## WHAT NEEDS TO BE DONE:
Pick out every line in the listing below that contains the string "ceiling", and copy each one. Treat case as significant.
● ● ● ●
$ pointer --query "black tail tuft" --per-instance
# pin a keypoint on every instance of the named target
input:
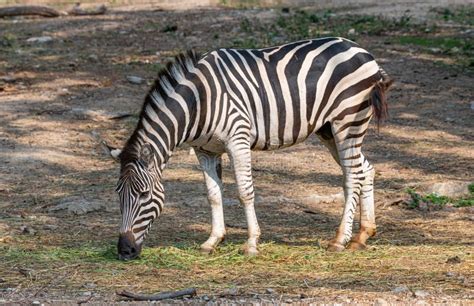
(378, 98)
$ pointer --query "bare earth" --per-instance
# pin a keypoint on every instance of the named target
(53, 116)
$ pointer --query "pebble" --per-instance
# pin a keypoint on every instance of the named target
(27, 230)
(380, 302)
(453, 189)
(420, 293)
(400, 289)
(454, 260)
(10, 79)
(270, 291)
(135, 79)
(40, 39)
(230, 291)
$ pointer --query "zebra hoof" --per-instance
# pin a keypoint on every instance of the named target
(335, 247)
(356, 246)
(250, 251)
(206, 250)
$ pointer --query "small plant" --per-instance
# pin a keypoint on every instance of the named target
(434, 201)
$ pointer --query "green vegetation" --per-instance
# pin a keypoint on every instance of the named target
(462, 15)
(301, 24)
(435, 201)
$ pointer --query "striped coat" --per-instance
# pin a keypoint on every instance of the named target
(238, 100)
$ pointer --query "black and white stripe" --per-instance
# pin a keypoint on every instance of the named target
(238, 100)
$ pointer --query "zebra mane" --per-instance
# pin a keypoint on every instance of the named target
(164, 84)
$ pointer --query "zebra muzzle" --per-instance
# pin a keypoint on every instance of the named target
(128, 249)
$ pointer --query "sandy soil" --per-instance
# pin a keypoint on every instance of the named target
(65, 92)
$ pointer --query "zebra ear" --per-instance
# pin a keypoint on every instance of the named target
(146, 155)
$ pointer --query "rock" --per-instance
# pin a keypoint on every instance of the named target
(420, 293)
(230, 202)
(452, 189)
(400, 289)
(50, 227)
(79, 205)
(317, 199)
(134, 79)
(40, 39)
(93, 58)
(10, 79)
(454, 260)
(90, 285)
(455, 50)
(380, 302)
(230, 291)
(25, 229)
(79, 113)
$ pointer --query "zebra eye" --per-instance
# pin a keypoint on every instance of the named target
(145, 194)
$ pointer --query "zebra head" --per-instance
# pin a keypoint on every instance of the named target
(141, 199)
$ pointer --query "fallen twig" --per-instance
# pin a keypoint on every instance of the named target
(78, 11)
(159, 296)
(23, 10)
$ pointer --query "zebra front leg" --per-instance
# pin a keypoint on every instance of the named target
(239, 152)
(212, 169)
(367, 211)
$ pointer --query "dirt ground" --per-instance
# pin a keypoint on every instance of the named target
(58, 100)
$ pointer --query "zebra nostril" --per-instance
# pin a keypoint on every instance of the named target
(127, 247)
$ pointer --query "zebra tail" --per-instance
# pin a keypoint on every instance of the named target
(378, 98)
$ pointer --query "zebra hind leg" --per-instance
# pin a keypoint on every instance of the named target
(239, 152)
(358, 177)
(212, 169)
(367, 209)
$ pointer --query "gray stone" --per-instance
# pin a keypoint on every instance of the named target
● ● ● ●
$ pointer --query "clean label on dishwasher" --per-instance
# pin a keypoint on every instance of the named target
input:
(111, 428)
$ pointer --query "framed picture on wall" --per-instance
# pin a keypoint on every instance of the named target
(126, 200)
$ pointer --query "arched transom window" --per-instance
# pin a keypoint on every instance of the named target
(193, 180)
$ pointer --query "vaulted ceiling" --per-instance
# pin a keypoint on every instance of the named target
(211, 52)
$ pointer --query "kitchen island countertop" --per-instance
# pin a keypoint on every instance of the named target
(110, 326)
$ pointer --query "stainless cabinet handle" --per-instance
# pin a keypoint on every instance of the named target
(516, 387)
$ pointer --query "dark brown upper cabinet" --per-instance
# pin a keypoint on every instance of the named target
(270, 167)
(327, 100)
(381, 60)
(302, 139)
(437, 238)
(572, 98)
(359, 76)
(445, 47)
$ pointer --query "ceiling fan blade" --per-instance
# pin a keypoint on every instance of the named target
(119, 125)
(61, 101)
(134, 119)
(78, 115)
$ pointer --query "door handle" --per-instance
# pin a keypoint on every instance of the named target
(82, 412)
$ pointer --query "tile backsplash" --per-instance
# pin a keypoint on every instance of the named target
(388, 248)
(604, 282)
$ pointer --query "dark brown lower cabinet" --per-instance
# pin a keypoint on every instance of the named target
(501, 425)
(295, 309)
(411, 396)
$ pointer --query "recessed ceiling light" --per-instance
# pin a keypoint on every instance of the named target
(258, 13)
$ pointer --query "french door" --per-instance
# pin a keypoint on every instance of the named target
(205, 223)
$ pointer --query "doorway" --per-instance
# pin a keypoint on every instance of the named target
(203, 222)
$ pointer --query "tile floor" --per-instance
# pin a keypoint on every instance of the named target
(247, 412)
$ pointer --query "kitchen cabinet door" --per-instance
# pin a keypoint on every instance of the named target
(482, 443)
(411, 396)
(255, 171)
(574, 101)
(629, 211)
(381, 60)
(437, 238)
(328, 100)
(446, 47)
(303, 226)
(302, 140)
● ● ● ●
## EXERCISE ANSWER:
$ pointer --query "vaulted ceiling" --per-instance
$ pointer --query "ceiling fan blade" --per-instance
$ pointer --query "recessed ceiling light" --per-instance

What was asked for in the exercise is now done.